Natalia LL w CSW

Wystawa Natalii LL w Centrum Sztuki Współczesnej Zamek Ujazdowski jest piękna i prosta w odbiorze - pisze Monika Małkowska.

Publikacja: 25.01.2015 19:35

Natalia LL w CSW

Foto: Rzeczpospolita

Banany na konferencji prasowej? Tak! Aż nadto czytelna aluzja do prac Natalii LL, która z egzotycznego owocu o fallicznym kształcie uczyniła swój znak firmowy.

Słodkie dildo, żółty obiekt wszelkiego pożądania stał się przewodnikiem po wystawie „Secretum et Tremor" („Tajemnica i drżenie"; kuratorka – Ewa Toniak). Panoramę starych i nowych realizacji wrocławskiej artystki otwiera seria zdjęć z bananem w roli głównej: „Sztuka konsumpcyjna".

Gdyby ktoś nie wiedział – to sztandarowy cykl LL, naszej LL-egendy sztuki feministycznej (choć ja wolę postrzegać tę twórczość bez jakichkolwiek etykietek). „Sztuka konsumpcyjna" łudziła niektórych łatwym odczytaniem. Na zdjęciach i filmach wideo śliczna i na oko naiwna dziewczyna „konsumuje" na różne sposoby zakrzywiony owoc. Liże go, obmacuje językiem, ślini się. Momentami ociera się o wulgarność. Ale to ułuda! Żółta atrakcja ma nie tylko seksualne konotacje.

W dobie PRL (seria powstała w latach 70. ubiegłego wieku) wyrażała powszechną tęsknotę do dóbr, do których mało kto miał dostęp. Lizanie przez skórkę – to podnieta bez szans na posmakowanie, posiadanie. Fetyszyzm i marzenie. Coś żenującego, zarazem strasznie bolesnego.

==========

ZADANIE 1 -
Sprawdź, czy te zdania zgadzają się z tekstem o wystawie Natalii LL: (a) Kuratorką wystawy jest Ewa Toniak. (b) Seria „Sztuka konsumpcyjna” powstała w latach 80. (c) Wystawę pokazano w Centrum Sztuki Współczesnej Zamek Ujazdowski. Przy każdym odpowiedz tak albo nie i przytocz dokładnie słowa tekstu, które o tym rozstrzygają.
Rekordy nie mają nic wspólnego z tekstem o wystawie.

==========

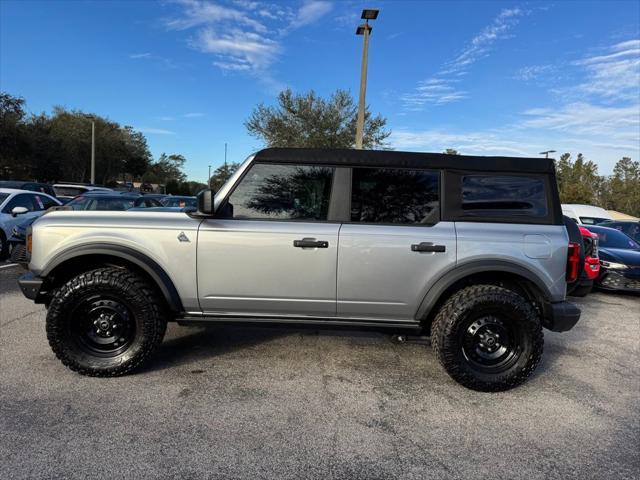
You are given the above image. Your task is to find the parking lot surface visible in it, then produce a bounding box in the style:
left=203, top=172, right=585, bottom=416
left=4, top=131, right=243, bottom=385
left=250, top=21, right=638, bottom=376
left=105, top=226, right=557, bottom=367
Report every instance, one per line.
left=0, top=267, right=640, bottom=479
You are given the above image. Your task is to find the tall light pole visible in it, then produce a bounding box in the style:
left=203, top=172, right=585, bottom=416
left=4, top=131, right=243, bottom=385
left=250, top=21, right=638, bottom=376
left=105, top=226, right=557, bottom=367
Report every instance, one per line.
left=91, top=120, right=96, bottom=183
left=356, top=9, right=380, bottom=149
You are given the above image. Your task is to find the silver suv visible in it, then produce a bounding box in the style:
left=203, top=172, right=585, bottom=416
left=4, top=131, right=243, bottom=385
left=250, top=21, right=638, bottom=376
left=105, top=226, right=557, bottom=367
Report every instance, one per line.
left=19, top=149, right=580, bottom=391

==========

ZADANIE 2 -
Przepisz wszystkie rekordy (nie tekst o wystawie) jako CSV z dwiema kolumnami, polecenie i wynik, po jednym wierszu na każde polecenie. Każde pole ujmij w cudzysłów, zamień w nim łamania wierszy na spacje i pomiń obrazki.

POPRAWNA ODPOWIEDŹ 1 -
(a) Tak: „kuratorka – Ewa Toniak”.
(b) Nie: „seria powstała w latach 70. ubiegłego wieku”.
(c) Tak: „Wystawa Natalii LL w Centrum Sztuki Współczesnej Zamek Ujazdowski jest piękna i prosta w odbiorze”.

POPRAWNA ODPOWIEDŹ 2 -
polecenie,wynik
"You are given the above image. Your task is to find the parking lot surface visible in it, then produce a bounding box in the style: left=203, top=172, right=585, bottom=416 left=4, top=131, right=243, bottom=385 left=250, top=21, right=638, bottom=376 left=105, top=226, right=557, bottom=367 Report every instance, one per line.","left=0, top=267, right=640, bottom=479"
"You are given the above image. Your task is to find the tall light pole visible in it, then produce a bounding box in the style: left=203, top=172, right=585, bottom=416 left=4, top=131, right=243, bottom=385 left=250, top=21, right=638, bottom=376 left=105, top=226, right=557, bottom=367 Report every instance, one per line.","left=91, top=120, right=96, bottom=183 left=356, top=9, right=380, bottom=149"
"You are given the above image. Your task is to find the silver suv visible in it, then produce a bounding box in the style: left=203, top=172, right=585, bottom=416 left=4, top=131, right=243, bottom=385 left=250, top=21, right=638, bottom=376 left=105, top=226, right=557, bottom=367 Report every instance, one per line.","left=19, top=149, right=580, bottom=391"